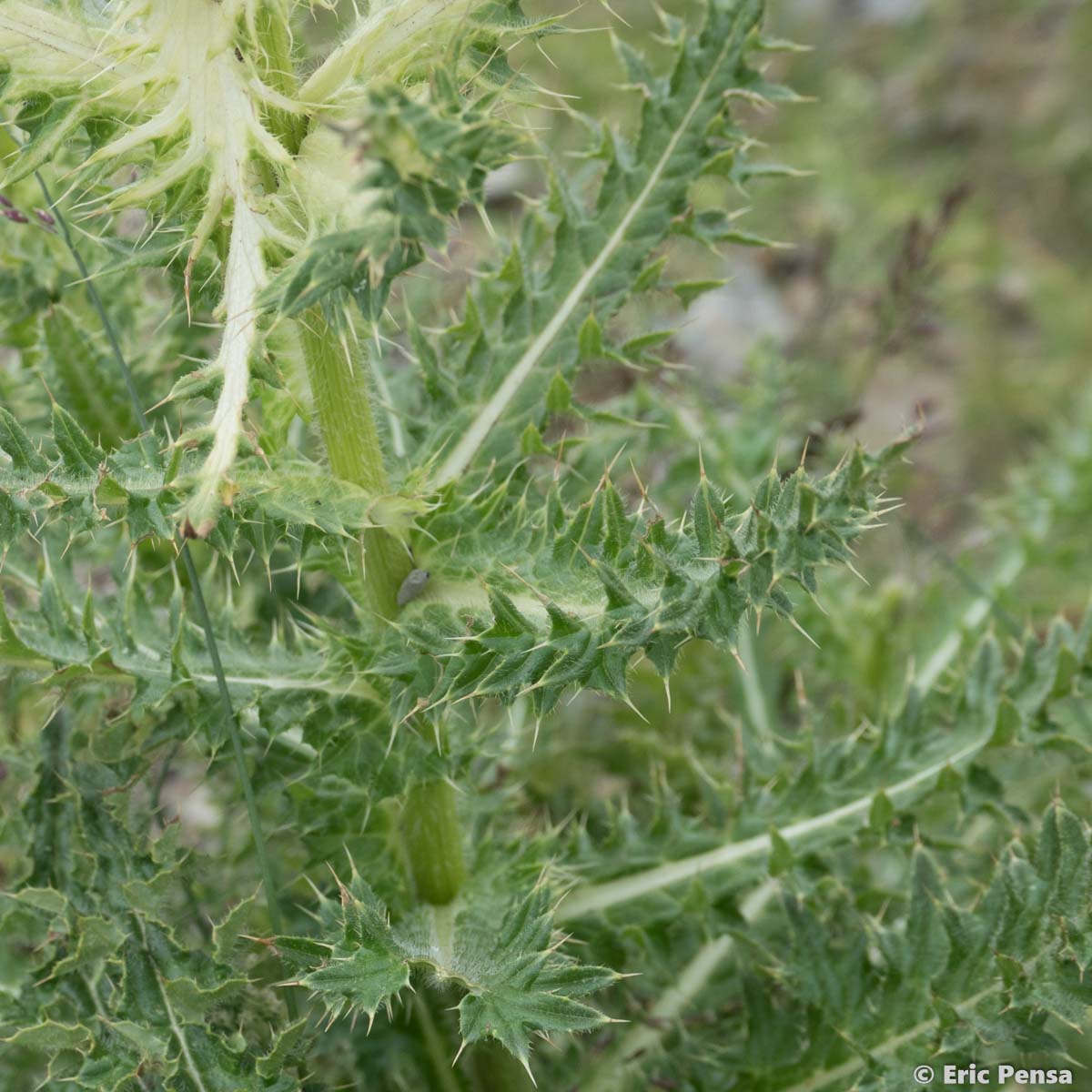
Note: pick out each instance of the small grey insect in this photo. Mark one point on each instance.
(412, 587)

...

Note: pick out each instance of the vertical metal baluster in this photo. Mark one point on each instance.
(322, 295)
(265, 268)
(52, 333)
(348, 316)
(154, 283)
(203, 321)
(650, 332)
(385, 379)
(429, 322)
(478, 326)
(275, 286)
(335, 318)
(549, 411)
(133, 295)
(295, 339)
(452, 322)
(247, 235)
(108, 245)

Task description: Select and copy out every line in the listing above that contains the word "pick".

Solution to this task:
Note: pick out each instance of the small grey insect in this photo. Mark one point on each instance.
Note: pick out each instance of the vertical metal baluster in this photo. Mark one point on each instance.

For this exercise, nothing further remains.